Первую половину книги Обломов лежит на диване, размышляя о своих проблемах: обустройстве имения, выселении из квартиры и о том, чтобы встать. Тем временем Гончаров проводит перед ним парад гостей: Захар, гуляка Волков, вечно суетящийся между балами и гуляниями, чиновник Судьбинский, не знающий ничего, кроме бумажной работы, Пенкин — сатира на натуральную школу, невнятный Алексеев и плут Тарантьев. Устав от их мелочной суеты, Обломов засыпает и видит Обломовку — свою родную деревню, полусказочное место, застывшее вне времени, со своим бытом и мерными порядками.

Следом случается то, что может заставить Обломова вскочить с дивана и бросится вприпрыжку — случается Штольц, и Обломов наконец-то покидает свою комнату. Штольц, деловой, энергичный и прямолинейный, пытается ввести Облома в окружающую жизнь, её ритм. Штольц знакомит Обломова с Ольгой, которая сперва пытается поддеть его, расшевелить, а после в течение лета они арендуют соседние дачи, влюбляются — и, в сомнениях, Обломов наконец делает ей предложение.

Тем временем из-за интриг Тарантьева вещи Обломова отправляются в дом на Выборгской стороне — тогда окраине Петербурга, где Обломов и остается в виде арендатора. Обломов продолжает встречаться с Ольгой, но их отношения не развиваются — напротив, Обломов как будто боится их, пока они окончательно не расстаются. Вернувшийся из разъездов Штольц находит Обломова почти разорившимся (стараниям Тарантьева и Мухоярова) и не выходящим из дома, а Ольгу — в депрессии.

Последнее, что может сделать Штольц для друга детства — устроить дела Обломова. В конечном итоге он создал в этом доме с сельской окраины полу-обломовку. Обломов женится на Агафье, простоватой владелице дома, и жил там до самой смерти.

Разочаровавшись в первой любви Ольга выходит замуж за Штольца. В последний визит Штольца к Обломову, в его последнюю попытку вытащить Обломова из дому, Обломов отдает Штольцу на воспитание своего сына — Андрей, названного в честь Штольца.

#### ПИСЬМЕННОЕ ЗАДАНИЕ A:
Ответьте по пересказу «Обломова» на три вопроса:
(i) Какое место видит Обломов во сне?
(ii) С кем Штольц знакомит Обломова?
(iii) На ком женится Обломов?

#### ФРАГМЕНТЫ ЗАПИСЕЙ:
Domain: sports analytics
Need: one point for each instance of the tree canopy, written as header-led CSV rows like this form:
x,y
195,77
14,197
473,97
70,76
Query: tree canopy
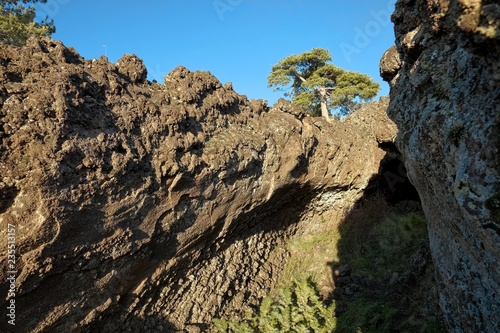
x,y
17,22
320,87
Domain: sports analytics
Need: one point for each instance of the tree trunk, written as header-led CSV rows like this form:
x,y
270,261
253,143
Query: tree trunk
x,y
323,100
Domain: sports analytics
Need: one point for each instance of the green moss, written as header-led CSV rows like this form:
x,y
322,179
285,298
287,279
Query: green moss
x,y
367,316
298,309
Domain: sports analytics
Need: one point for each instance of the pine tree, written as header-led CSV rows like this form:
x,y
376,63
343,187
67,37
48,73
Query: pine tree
x,y
17,22
319,86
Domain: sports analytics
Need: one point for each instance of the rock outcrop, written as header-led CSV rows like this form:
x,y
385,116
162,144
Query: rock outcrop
x,y
146,208
445,100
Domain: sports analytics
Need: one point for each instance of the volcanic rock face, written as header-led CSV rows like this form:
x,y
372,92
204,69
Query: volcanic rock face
x,y
144,207
445,99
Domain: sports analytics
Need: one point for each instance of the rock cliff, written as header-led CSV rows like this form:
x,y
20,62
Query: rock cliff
x,y
445,97
144,207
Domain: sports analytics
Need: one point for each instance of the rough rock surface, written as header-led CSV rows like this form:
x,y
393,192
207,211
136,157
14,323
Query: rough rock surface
x,y
145,208
445,100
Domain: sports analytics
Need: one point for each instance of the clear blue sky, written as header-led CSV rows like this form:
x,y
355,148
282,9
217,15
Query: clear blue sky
x,y
236,40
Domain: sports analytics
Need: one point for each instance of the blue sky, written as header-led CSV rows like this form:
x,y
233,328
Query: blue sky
x,y
236,40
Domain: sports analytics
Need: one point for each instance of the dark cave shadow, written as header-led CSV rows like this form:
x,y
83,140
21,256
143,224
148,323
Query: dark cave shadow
x,y
370,301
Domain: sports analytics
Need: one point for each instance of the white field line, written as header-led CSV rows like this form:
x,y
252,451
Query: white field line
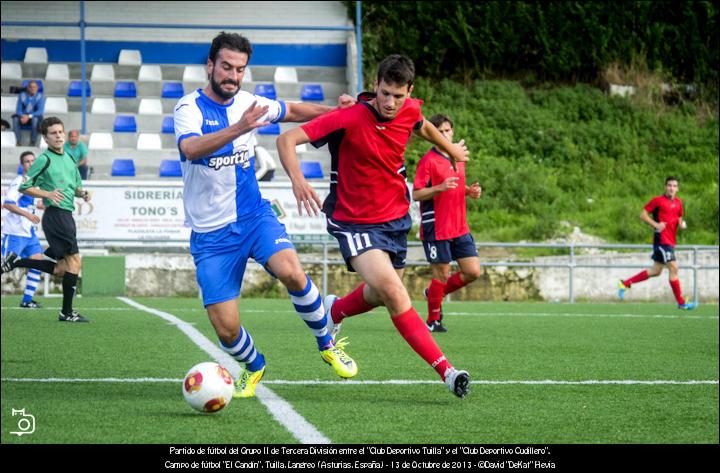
x,y
280,409
683,315
403,382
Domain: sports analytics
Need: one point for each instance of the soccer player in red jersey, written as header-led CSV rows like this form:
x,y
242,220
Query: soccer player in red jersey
x,y
441,190
663,213
367,209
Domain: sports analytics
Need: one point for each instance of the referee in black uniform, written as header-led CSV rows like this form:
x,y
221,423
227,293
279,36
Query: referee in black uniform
x,y
55,178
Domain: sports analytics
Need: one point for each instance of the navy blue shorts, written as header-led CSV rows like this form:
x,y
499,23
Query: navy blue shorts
x,y
221,255
356,239
663,254
445,251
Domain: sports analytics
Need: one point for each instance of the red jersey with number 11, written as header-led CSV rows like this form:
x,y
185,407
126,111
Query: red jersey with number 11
x,y
367,178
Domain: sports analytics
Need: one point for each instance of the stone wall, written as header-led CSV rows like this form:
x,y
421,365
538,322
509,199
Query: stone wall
x,y
174,275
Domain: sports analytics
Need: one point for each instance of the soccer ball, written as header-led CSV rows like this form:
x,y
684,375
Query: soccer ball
x,y
208,387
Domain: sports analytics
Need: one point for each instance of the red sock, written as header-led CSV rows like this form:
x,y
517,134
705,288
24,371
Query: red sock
x,y
454,283
436,292
639,277
416,334
675,285
352,304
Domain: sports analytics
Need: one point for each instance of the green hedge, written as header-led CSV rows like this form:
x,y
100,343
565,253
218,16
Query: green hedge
x,y
557,40
574,154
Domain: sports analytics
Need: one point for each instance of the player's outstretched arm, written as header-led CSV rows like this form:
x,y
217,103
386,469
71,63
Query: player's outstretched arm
x,y
197,147
304,193
305,111
457,151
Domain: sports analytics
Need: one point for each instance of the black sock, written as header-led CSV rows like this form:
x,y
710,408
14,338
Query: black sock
x,y
69,284
46,266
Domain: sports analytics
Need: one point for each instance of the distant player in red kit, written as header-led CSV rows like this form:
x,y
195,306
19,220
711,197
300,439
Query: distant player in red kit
x,y
663,213
367,208
444,231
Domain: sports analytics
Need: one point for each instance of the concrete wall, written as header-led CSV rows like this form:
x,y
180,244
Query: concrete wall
x,y
174,275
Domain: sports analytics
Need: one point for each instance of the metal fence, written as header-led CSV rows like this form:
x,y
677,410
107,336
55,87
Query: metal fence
x,y
570,265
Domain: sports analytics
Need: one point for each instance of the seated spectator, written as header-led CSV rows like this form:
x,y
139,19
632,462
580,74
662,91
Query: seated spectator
x,y
78,150
30,109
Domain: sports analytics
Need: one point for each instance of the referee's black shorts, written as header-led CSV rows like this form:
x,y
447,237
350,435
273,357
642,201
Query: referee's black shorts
x,y
60,232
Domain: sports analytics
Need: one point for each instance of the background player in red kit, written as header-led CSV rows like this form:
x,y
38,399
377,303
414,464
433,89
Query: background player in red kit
x,y
444,231
663,213
367,208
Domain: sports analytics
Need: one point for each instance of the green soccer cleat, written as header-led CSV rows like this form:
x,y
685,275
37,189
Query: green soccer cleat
x,y
343,365
246,384
621,290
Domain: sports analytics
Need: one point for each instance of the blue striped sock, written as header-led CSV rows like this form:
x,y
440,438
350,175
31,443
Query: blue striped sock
x,y
31,284
308,304
243,350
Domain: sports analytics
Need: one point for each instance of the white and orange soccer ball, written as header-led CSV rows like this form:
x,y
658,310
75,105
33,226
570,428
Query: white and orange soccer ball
x,y
208,387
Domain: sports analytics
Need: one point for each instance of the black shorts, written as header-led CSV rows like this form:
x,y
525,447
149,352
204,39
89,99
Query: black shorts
x,y
355,239
60,233
445,251
663,254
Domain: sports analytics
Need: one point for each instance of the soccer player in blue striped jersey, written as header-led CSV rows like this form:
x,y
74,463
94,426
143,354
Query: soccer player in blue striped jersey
x,y
231,222
19,227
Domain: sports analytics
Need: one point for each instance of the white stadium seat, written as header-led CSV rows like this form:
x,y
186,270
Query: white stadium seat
x,y
9,103
150,107
150,73
149,141
195,74
286,75
36,56
8,139
103,72
100,141
11,71
130,57
56,105
103,106
57,72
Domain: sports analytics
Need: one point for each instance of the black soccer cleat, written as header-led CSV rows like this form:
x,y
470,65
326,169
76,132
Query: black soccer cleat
x,y
72,317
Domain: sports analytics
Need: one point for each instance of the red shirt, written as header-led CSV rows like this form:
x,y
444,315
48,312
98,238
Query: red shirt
x,y
665,210
367,178
444,216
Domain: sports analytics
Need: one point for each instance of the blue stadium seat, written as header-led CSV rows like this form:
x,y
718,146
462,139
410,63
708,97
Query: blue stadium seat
x,y
168,125
266,90
75,90
125,124
38,81
125,90
311,169
172,90
312,92
123,167
170,168
271,129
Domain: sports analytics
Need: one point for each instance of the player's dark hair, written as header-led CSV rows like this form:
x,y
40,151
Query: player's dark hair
x,y
396,69
439,119
48,122
25,153
232,41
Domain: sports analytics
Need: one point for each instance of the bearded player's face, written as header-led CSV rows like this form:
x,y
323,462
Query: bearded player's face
x,y
227,72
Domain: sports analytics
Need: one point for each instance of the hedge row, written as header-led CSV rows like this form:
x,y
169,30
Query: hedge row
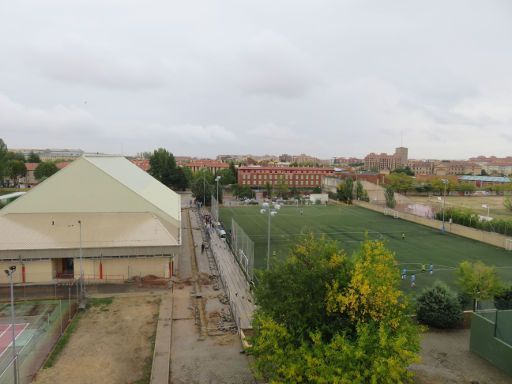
x,y
469,218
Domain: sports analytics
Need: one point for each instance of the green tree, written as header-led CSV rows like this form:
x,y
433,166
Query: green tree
x,y
325,317
439,186
503,299
349,190
33,158
359,190
507,203
406,171
478,281
389,195
227,177
242,191
268,189
45,169
15,156
466,188
439,307
202,186
340,192
180,180
163,167
400,182
3,160
15,170
282,187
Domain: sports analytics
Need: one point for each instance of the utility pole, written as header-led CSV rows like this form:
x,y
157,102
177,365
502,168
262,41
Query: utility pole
x,y
9,272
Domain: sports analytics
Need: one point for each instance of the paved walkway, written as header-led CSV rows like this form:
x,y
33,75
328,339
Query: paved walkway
x,y
236,286
162,353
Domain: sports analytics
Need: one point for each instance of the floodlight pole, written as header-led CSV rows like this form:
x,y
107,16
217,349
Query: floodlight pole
x,y
217,180
268,240
204,189
9,272
81,267
445,182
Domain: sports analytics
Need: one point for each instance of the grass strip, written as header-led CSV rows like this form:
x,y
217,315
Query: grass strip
x,y
148,361
62,342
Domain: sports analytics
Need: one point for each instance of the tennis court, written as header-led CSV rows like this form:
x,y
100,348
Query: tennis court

#### ПИСЬМЕННОЕ ЗАДАНИЕ B:
Посчитайте, в скольких строках записей встречается слово «trunk», и укажите только это число.

#### РЕЗУЛЬТАТ ЗАДАНИЯ A:
(i) Обломовку, свою родную деревню.
(ii) С Ольгой.
(iii) На Агафье, простоватой владелице дома.

#### РЕЗУЛЬТАТ ЗАДАНИЯ B:
2